--- Dataset entries Enclosed Below ---

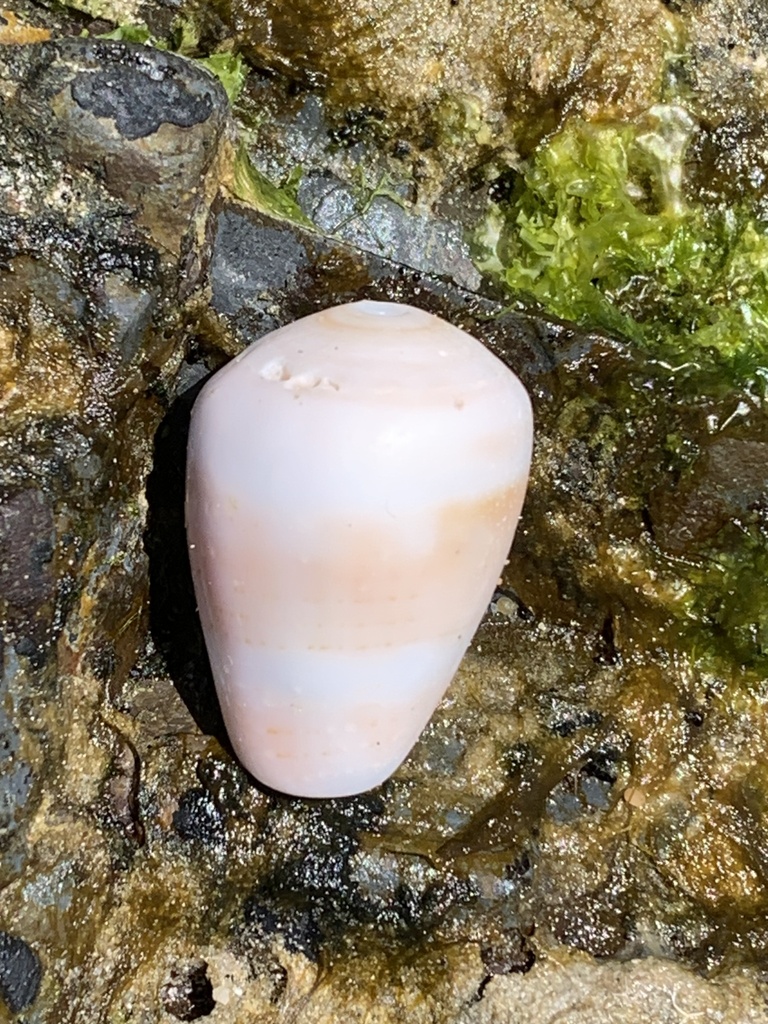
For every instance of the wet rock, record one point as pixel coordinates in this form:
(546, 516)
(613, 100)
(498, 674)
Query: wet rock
(451, 75)
(20, 973)
(187, 994)
(198, 817)
(726, 482)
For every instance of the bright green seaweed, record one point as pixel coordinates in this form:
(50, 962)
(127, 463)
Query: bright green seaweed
(599, 229)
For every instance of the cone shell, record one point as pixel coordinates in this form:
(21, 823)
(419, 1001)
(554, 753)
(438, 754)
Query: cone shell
(353, 485)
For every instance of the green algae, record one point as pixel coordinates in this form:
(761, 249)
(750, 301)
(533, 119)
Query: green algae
(601, 228)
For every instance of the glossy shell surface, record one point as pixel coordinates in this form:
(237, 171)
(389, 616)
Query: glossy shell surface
(354, 480)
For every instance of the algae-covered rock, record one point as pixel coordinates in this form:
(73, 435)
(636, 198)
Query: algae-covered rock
(466, 74)
(581, 832)
(100, 231)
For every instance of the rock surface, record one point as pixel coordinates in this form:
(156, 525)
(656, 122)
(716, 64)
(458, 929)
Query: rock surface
(581, 833)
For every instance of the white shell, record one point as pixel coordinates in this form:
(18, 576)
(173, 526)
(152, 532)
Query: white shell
(353, 485)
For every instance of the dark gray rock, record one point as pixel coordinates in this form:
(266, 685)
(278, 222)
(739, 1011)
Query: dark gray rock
(20, 973)
(140, 98)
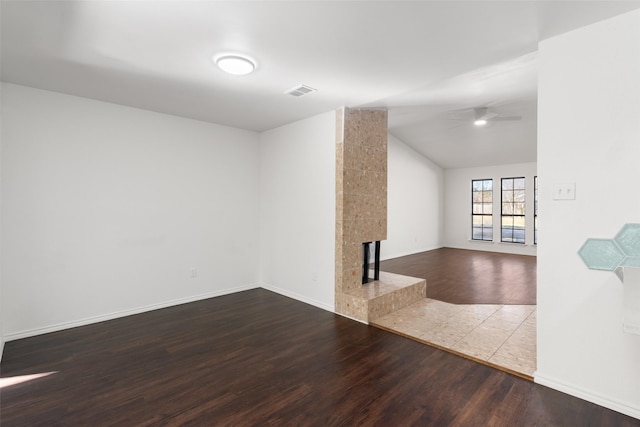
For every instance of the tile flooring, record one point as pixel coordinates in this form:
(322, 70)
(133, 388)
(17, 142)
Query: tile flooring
(500, 335)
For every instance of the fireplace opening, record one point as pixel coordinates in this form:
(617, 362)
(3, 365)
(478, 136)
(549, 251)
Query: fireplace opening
(366, 255)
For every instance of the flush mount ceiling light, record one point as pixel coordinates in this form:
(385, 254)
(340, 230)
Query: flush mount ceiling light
(233, 63)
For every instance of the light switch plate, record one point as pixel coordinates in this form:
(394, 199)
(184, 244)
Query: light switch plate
(564, 191)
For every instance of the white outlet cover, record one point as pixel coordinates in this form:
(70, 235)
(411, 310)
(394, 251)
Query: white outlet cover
(564, 191)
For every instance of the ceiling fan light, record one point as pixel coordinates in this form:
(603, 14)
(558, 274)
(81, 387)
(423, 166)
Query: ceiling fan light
(235, 64)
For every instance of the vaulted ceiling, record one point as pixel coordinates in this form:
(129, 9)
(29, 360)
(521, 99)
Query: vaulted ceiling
(429, 62)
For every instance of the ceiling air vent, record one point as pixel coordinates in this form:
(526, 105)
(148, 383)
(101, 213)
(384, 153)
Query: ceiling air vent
(300, 90)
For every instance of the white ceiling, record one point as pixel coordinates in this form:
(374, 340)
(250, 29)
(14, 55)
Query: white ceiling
(429, 62)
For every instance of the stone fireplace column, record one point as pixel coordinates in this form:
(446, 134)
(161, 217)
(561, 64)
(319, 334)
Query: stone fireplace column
(361, 194)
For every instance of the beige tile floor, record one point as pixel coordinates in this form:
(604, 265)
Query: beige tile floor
(500, 335)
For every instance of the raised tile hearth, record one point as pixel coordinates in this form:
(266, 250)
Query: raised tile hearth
(381, 297)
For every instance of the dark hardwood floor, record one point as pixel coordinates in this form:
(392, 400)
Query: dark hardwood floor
(461, 276)
(256, 358)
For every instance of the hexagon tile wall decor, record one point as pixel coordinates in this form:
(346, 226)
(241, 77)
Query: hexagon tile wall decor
(609, 254)
(622, 256)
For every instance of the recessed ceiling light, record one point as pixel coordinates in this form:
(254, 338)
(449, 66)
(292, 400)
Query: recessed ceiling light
(233, 63)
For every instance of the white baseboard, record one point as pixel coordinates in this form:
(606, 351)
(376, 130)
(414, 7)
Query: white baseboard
(123, 313)
(588, 395)
(297, 297)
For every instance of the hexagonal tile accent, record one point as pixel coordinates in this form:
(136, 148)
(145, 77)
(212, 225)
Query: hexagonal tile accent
(628, 238)
(601, 254)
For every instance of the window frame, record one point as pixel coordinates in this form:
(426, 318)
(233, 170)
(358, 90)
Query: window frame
(513, 215)
(489, 236)
(535, 210)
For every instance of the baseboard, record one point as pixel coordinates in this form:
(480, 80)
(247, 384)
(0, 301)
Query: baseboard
(123, 313)
(588, 395)
(297, 297)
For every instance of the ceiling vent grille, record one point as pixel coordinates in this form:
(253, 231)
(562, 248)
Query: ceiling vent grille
(300, 90)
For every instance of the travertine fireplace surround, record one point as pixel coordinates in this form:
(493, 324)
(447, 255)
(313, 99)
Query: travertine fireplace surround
(361, 216)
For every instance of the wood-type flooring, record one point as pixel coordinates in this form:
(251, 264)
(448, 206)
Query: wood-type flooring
(460, 276)
(256, 358)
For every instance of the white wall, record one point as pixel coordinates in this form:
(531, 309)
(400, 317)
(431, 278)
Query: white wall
(297, 209)
(1, 315)
(457, 207)
(414, 202)
(589, 133)
(106, 209)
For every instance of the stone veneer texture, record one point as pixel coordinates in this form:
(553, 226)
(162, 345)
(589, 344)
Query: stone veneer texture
(361, 191)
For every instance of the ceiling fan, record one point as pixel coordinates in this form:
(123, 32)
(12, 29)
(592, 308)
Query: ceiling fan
(482, 116)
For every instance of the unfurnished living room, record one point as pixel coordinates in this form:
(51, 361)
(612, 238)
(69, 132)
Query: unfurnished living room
(320, 213)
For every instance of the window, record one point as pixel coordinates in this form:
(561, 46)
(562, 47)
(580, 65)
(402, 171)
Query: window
(513, 196)
(482, 209)
(535, 210)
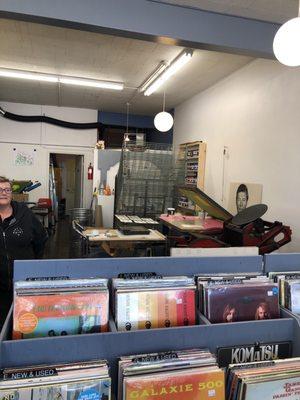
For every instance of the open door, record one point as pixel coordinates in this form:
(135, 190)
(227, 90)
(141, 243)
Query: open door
(68, 173)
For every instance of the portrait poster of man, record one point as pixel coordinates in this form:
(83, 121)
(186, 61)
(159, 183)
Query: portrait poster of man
(243, 195)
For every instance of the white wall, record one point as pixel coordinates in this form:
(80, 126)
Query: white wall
(255, 113)
(45, 139)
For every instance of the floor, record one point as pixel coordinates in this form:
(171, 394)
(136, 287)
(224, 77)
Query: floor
(65, 243)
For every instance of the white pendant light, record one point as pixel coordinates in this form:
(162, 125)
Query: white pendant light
(286, 43)
(163, 121)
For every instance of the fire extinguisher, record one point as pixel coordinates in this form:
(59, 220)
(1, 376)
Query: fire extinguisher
(90, 172)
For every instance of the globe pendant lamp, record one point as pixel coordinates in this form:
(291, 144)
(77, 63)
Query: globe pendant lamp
(163, 121)
(286, 43)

--- End of Enclosed Dataset entries ---

Set down the material above exactly. Skip any picture.

Answer box –
For every instance of the wet rock, record one point as pixel coordinates in this form:
(546, 516)
(613, 100)
(498, 674)
Query: wet rock
(451, 75)
(20, 973)
(187, 994)
(198, 817)
(726, 482)
For every instance of the bright green seaweed, record one point as pixel coordinates in this form:
(50, 962)
(127, 463)
Query: bright green seaweed
(599, 229)
For every instance of the cone shell, record one point as pixel coordinates in this form:
(21, 823)
(419, 1001)
(554, 753)
(438, 754)
Query: cone shell
(353, 485)
For every instance of the green algae, record one point as pixel coordinates in this form:
(761, 249)
(750, 301)
(533, 119)
Query: green algae
(601, 228)
For every instance of the glossy shell surface, record one point as pixel coordinates in this form:
(237, 171)
(389, 616)
Query: glossy shell surface
(354, 480)
For every instance of the algae-covered rock, record one point as pixel coordinates in this form:
(73, 435)
(636, 198)
Query: algae-covered rock
(466, 74)
(581, 832)
(100, 231)
For every instance of the rock surface, record one point as pixel coordinates in this form:
(156, 525)
(656, 122)
(716, 64)
(458, 929)
Query: rock surface
(581, 833)
For every instance of the white shell, record one point as pixel coordinates in this form:
(18, 576)
(173, 526)
(152, 532)
Query: white shell
(353, 485)
For every instance of the dark gray rock, record one point as pixel coordinates in this form:
(266, 685)
(278, 222)
(739, 1011)
Query: dark gray rock
(20, 973)
(140, 98)
For every instance of the tile flooring, record one point as pixel coordinates in this form:
(322, 70)
(133, 388)
(17, 142)
Query: tile flooring
(500, 335)
For every instance of the fireplace opening, record one point as pixel coordinates in this form:
(617, 362)
(3, 365)
(478, 136)
(549, 251)
Query: fireplace opening
(366, 255)
For every instance of the flush mount ceiling light, record one point as pixel coordinates in this form:
(385, 254)
(340, 230)
Query: flush mount ceiling light
(233, 63)
For every instance of the light switch plate, record one point as pixel coordinates in this form:
(394, 199)
(184, 244)
Query: light switch plate
(564, 191)
For every instance of the white outlet cover, record one point as pixel coordinates in this form:
(70, 235)
(411, 310)
(394, 251)
Query: white outlet cover
(564, 191)
For every instance of the ceiling fan light, record one point as pixel coordinates in this form:
(603, 14)
(558, 274)
(81, 387)
(423, 166)
Query: ceiling fan light
(235, 64)
For every instance of the vaulted ceiling, record one point as pixel coordinates in this form:
(129, 9)
(29, 360)
(521, 99)
Query: vaulted ceiling
(429, 62)
For every instance of the ceiling air vent, record one point as pixel coordinates in this form:
(526, 105)
(148, 383)
(101, 213)
(384, 153)
Query: ceiling air vent
(300, 90)
For every instance of the white ceiling, record one point as pixel coordinates in this form:
(374, 340)
(250, 29)
(14, 55)
Query: white ceiling
(429, 62)
For every instance of the stone fireplace column, record one point as pixel coordinates in this form:
(446, 134)
(161, 217)
(561, 64)
(319, 334)
Query: stone fireplace column
(361, 194)
For every instance of the beige tile floor, record one point as pixel coordinates in this form:
(604, 265)
Query: beige tile floor
(500, 335)
For every instance of the raised tile hearth, record one point as pixel coordinates in this form:
(266, 250)
Query: raised tile hearth
(381, 297)
For every instance of the dark hardwood floor, record one point as pixel coordinates in this form:
(392, 400)
Query: dark hardwood floor
(461, 276)
(256, 358)
For every instance of the hexagon tile wall decor, record one point as pixel coordinates in this form:
(346, 226)
(241, 77)
Query: hexagon tile wall decor
(609, 254)
(622, 256)
For every instance of the recessed ceiling light, record one point as pixel coordinates in this form:
(254, 338)
(449, 66)
(292, 400)
Query: recessed ceiling light
(233, 63)
For every instance of the white baseboard, record one point as pixel coordinates in this form:
(606, 351)
(376, 130)
(414, 7)
Query: white baseboard
(123, 313)
(588, 395)
(297, 297)
For every instance of the hexagonal tile accent, record one point as pixel coordinates in this form:
(136, 148)
(145, 77)
(212, 225)
Query: hexagonal tile accent
(628, 238)
(601, 254)
For every instance of the window frame, record one point as pixel coordinates in this form:
(426, 318)
(233, 170)
(358, 90)
Query: window frame
(513, 215)
(489, 236)
(535, 210)
For every instance of the baseboard, record one point as pixel coordinates in this form:
(480, 80)
(247, 384)
(0, 301)
Query: baseboard
(123, 313)
(588, 395)
(297, 297)
For every instance of the ceiling vent grille, record one point as pixel coordinates in this form:
(253, 231)
(562, 248)
Query: ceiling vent grille
(300, 90)
For every instance of the travertine fireplace surround, record one point as pixel coordinates in this form:
(493, 324)
(447, 255)
(313, 99)
Query: travertine fireplace surround
(361, 216)
For every instance of the wood-type flooring, record one point as pixel coordinates in this form:
(251, 264)
(448, 206)
Query: wood-type flooring
(460, 276)
(256, 358)
For every instance of the white wall, record one point as pixel coordinates in this form:
(531, 309)
(400, 317)
(431, 278)
Query: white wall
(297, 209)
(1, 315)
(457, 207)
(414, 202)
(589, 133)
(106, 209)
For every instance of the stone veneer texture, record one point as pixel coordinates in this form:
(553, 226)
(162, 345)
(589, 344)
Query: stone veneer texture
(361, 191)
For every instance of the ceiling fan, record one point as pixel coordinates in this form:
(123, 32)
(12, 29)
(592, 308)
Query: ceiling fan
(482, 116)
For every instance of the unfurnished living room, record one point as pixel coordinates in this form:
(51, 361)
(612, 238)
(69, 132)
Query: unfurnished living room
(320, 213)
For every instance of the window, record one point as pixel coordinates in this form:
(561, 46)
(562, 47)
(580, 65)
(402, 171)
Query: window
(513, 196)
(482, 209)
(535, 210)
For every instance of the open door, record one point as pixel coordinates in this form:
(135, 190)
(227, 90)
(141, 243)
Query: open door
(68, 173)
For every instance of the portrait poster of man, record one point as pixel coordinates in this form:
(83, 121)
(186, 61)
(159, 183)
Query: portrait poster of man
(243, 195)
For every instance of the white wall, record one point as pixel coordinates in this form:
(80, 126)
Query: white wall
(255, 113)
(45, 139)
For every instance of the floor, record one point as pixel coordinates in this form:
(171, 394)
(136, 287)
(224, 77)
Query: floor
(65, 243)
For every instance of the white pendant light, record one point as pixel coordinates in this form:
(162, 125)
Query: white pendant light
(286, 43)
(163, 121)
For every instance of the fire extinguisher, record one point as pixel coordinates in this form:
(59, 220)
(1, 376)
Query: fire extinguisher
(90, 172)
For every instance of the globe pendant lamp, record one point as pixel coordinates in this form:
(291, 144)
(77, 63)
Query: globe pendant lamp
(163, 121)
(286, 43)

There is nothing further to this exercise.